Entries from an annotation dataset:
---*---

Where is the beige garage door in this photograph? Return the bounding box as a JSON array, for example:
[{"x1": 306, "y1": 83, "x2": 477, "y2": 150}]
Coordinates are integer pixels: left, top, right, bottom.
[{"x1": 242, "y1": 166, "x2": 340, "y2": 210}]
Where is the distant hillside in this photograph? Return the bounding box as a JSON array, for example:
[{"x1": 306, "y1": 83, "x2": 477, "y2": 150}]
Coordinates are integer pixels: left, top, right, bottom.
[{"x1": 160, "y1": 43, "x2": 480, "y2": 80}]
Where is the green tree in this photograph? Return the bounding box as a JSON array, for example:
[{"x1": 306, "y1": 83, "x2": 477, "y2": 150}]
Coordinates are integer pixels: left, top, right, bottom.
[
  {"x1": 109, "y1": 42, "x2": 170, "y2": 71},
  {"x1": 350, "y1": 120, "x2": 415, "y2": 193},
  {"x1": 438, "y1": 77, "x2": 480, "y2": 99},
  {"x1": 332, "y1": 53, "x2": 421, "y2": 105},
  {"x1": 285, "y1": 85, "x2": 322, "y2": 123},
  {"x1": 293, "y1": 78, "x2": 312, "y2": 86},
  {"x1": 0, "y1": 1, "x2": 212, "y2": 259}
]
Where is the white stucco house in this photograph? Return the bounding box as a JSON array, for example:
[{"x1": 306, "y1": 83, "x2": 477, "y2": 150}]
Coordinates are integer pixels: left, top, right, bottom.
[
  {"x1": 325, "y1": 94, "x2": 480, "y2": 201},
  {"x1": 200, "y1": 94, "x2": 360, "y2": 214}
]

---*---

◆ What the task asks
Reproduce the material from the line with "Where is the white" up to and including the end of the material, requests included. Rescale every coordinate in the answers by 1.3 and round to whole numbers, halves up, leaving the sample coordinates in the requests unchanged.

◆ Written reply
Where is the white stucco house in this photograph? Return the bounding box as a JSON array, for example:
[{"x1": 306, "y1": 83, "x2": 477, "y2": 150}]
Coordinates are integer pixels: left, top, right, bottom.
[
  {"x1": 423, "y1": 122, "x2": 624, "y2": 261},
  {"x1": 260, "y1": 122, "x2": 468, "y2": 278}
]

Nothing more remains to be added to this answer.